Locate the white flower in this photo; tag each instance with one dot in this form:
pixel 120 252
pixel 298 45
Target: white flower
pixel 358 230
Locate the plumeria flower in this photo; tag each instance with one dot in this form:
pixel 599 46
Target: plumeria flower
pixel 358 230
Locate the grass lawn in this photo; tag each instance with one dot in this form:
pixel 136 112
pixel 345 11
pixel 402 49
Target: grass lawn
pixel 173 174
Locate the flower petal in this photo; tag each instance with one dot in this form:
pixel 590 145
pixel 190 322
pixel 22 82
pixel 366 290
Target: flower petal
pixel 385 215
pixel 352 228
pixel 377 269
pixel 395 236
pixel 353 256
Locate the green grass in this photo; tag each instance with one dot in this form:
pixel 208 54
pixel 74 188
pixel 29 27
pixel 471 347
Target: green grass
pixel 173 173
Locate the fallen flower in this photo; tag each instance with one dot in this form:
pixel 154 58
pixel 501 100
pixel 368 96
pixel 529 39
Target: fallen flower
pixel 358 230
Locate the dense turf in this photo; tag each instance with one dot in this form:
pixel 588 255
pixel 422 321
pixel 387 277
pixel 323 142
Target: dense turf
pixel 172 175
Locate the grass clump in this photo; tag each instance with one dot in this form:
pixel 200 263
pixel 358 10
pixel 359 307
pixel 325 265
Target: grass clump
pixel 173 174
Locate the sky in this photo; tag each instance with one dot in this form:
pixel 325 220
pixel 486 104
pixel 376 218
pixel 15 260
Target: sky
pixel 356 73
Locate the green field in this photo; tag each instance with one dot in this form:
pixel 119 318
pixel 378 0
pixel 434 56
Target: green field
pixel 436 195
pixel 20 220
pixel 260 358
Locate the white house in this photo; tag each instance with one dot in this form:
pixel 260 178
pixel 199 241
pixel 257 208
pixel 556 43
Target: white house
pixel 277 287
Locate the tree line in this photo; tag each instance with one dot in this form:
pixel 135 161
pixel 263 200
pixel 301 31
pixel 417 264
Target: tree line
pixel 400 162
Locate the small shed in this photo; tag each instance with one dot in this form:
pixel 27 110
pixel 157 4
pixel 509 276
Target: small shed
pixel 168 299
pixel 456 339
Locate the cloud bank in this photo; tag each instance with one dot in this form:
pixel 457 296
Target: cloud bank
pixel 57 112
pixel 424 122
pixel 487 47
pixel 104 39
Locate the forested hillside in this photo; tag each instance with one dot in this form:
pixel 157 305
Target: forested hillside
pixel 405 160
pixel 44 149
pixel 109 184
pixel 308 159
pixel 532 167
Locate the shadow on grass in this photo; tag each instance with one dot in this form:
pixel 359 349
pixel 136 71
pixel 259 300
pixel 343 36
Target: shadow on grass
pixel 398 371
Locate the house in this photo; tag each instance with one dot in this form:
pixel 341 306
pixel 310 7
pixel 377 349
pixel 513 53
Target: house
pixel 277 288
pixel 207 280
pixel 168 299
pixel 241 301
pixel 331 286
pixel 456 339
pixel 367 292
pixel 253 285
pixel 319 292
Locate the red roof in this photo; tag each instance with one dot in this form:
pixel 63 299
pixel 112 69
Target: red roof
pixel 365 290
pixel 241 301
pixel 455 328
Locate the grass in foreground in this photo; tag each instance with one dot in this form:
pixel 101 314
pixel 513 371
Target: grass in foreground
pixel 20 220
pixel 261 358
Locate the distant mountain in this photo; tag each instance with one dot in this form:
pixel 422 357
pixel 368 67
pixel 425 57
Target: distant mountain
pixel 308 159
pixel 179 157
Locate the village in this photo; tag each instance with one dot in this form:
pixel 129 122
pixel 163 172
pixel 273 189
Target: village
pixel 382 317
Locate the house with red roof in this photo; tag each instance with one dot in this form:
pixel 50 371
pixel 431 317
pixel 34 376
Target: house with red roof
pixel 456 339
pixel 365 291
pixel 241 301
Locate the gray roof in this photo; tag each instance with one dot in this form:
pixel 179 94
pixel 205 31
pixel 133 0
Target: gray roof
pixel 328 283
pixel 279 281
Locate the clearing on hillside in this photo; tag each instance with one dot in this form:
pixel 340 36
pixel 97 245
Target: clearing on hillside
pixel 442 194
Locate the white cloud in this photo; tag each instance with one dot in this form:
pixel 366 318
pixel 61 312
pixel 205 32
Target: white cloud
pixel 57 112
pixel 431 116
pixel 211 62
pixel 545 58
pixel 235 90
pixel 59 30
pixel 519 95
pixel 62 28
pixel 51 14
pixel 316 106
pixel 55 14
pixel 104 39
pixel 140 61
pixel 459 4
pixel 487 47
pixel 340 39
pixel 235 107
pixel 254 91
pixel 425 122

::::

> EXERCISE REQUIREMENTS:
Reproduce each of the entries above verbatim, line for line, with no changes.

> THE ANSWER:
Locate the white flower in this photo; tag each instance with one dot in this form:
pixel 120 252
pixel 298 45
Target: white flower
pixel 358 230
Locate the plumeria flower in this photo; tag each instance with one dot in this form:
pixel 599 46
Target: plumeria flower
pixel 358 230
Locate the grass lawn in this photo; tag each instance with one dot in this form:
pixel 136 112
pixel 345 11
pixel 402 49
Target: grass lawn
pixel 173 174
Locate the flower petal in this photo; tag each instance with one dot in this form:
pixel 590 145
pixel 190 322
pixel 22 82
pixel 366 290
Target: flower petal
pixel 385 215
pixel 352 228
pixel 377 269
pixel 395 236
pixel 353 256
Locate the green grass in this photo; tag each instance with one dot in this form:
pixel 208 54
pixel 74 188
pixel 29 27
pixel 471 347
Target: green grass
pixel 173 173
Locate the fallen flower in this photo; tag each instance with one dot in this form:
pixel 154 58
pixel 501 100
pixel 368 96
pixel 529 39
Target: fallen flower
pixel 358 230
Locate the dense turf in this photo; tag each instance with one dot in this form:
pixel 588 255
pixel 422 321
pixel 387 277
pixel 323 142
Target: dense turf
pixel 172 175
Locate the grass clump in this photo; tag each instance with one dot in this form:
pixel 200 263
pixel 358 10
pixel 359 307
pixel 325 265
Target: grass clump
pixel 173 174
Locate the sky in this photo; tag each instance with one dot in this form:
pixel 325 220
pixel 486 104
pixel 376 218
pixel 15 260
Target: sky
pixel 356 73
Locate the green field in this photo; tag each instance with one dot in this form:
pixel 119 318
pixel 378 0
pixel 434 56
Target: green field
pixel 436 195
pixel 20 220
pixel 260 358
Locate the white house in this photo; tag each instance with one dot in this form:
pixel 260 178
pixel 199 241
pixel 257 208
pixel 556 43
Target: white house
pixel 277 287
Locate the tree line in this photo; tag each instance with one dot in this form:
pixel 135 161
pixel 263 200
pixel 301 31
pixel 417 264
Target: tree line
pixel 400 162
Locate the small shed in this photo; tag each instance with one dot in this form:
pixel 27 110
pixel 157 4
pixel 509 276
Target: small shed
pixel 168 299
pixel 456 339
Locate the cloud bank in this photo; tag each instance with one dot in this form:
pixel 457 296
Target: cloud bank
pixel 57 112
pixel 424 122
pixel 487 47
pixel 104 39
Locate the forested hillside in this photo; tag each instance with one dot in this form:
pixel 157 305
Target: forested hillside
pixel 405 160
pixel 44 149
pixel 109 184
pixel 308 159
pixel 532 167
Locate the shadow on grass in this photo; tag each instance with one dot in this form:
pixel 359 349
pixel 136 71
pixel 259 300
pixel 343 36
Target: shadow on grass
pixel 398 371
Locate the house in this photo; tag each instance with one dot in this form:
pixel 341 306
pixel 310 7
pixel 377 349
pixel 513 53
Target: house
pixel 277 288
pixel 207 280
pixel 168 299
pixel 241 301
pixel 331 286
pixel 456 339
pixel 367 292
pixel 253 285
pixel 319 292
Locate the red roof in this photo; tag each instance with one dot in this form:
pixel 63 299
pixel 112 69
Target: red roof
pixel 365 290
pixel 241 301
pixel 455 328
Locate the grass in foreground in this photo; tag each instance with one dot in this form:
pixel 101 314
pixel 513 371
Target: grass in foreground
pixel 20 220
pixel 261 358
Locate the distant mountain in this photo; tag each instance with one dot in this form:
pixel 422 357
pixel 368 67
pixel 425 57
Target: distant mountain
pixel 308 159
pixel 179 157
Locate the village in this photo; tag each instance with one dot in this form:
pixel 129 122
pixel 163 172
pixel 273 189
Target: village
pixel 382 317
Locate the house with red roof in this photo; tag each instance with one dot in this form:
pixel 50 371
pixel 431 317
pixel 34 376
Target: house with red roof
pixel 456 339
pixel 365 291
pixel 241 301
Locate the gray roof in this photo; tag each instance with one dot in this form:
pixel 179 94
pixel 205 31
pixel 133 0
Target: gray roof
pixel 328 283
pixel 279 281
Locate the clearing on hillside in this photo; tag each instance with one dot in this form:
pixel 340 36
pixel 97 245
Target: clearing on hillside
pixel 442 194
Locate the white cloud in this photo; tag each instance with one dot in this form:
pixel 366 318
pixel 61 312
pixel 205 32
Target: white cloud
pixel 57 112
pixel 431 116
pixel 211 62
pixel 545 58
pixel 235 90
pixel 59 30
pixel 519 95
pixel 62 28
pixel 51 14
pixel 316 106
pixel 55 14
pixel 104 39
pixel 140 61
pixel 459 4
pixel 487 47
pixel 340 39
pixel 235 107
pixel 254 91
pixel 425 122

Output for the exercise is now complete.